_WHAT IS NEEDED:_
Please pick out every line in the listing below that contains the word "horse" and copy each of those lines.

##### MATERIAL SHOWN #####

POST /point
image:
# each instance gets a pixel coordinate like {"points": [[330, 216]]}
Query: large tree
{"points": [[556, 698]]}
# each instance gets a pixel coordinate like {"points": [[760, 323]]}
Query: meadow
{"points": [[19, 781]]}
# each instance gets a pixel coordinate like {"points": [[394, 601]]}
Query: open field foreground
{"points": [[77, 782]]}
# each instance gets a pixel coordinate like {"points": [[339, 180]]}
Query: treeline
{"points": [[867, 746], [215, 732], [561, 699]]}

#####
##### MATERIAL SHOWN #####

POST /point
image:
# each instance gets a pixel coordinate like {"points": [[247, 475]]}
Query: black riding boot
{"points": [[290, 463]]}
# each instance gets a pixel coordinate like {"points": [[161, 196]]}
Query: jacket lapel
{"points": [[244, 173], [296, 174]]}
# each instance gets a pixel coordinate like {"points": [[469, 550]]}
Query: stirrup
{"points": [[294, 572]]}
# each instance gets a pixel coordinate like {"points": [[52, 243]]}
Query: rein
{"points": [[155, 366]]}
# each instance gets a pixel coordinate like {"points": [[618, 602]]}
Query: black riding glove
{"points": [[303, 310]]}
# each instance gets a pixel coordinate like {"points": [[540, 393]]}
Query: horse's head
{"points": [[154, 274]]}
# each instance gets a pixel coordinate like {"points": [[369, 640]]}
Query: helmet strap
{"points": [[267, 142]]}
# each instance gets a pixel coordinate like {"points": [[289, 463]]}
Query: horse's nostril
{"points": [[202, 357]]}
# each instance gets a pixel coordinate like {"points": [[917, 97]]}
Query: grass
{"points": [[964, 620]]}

#####

_ANSWER FOR THIS EXERCISE:_
Query: horse's head
Query: horse's nostril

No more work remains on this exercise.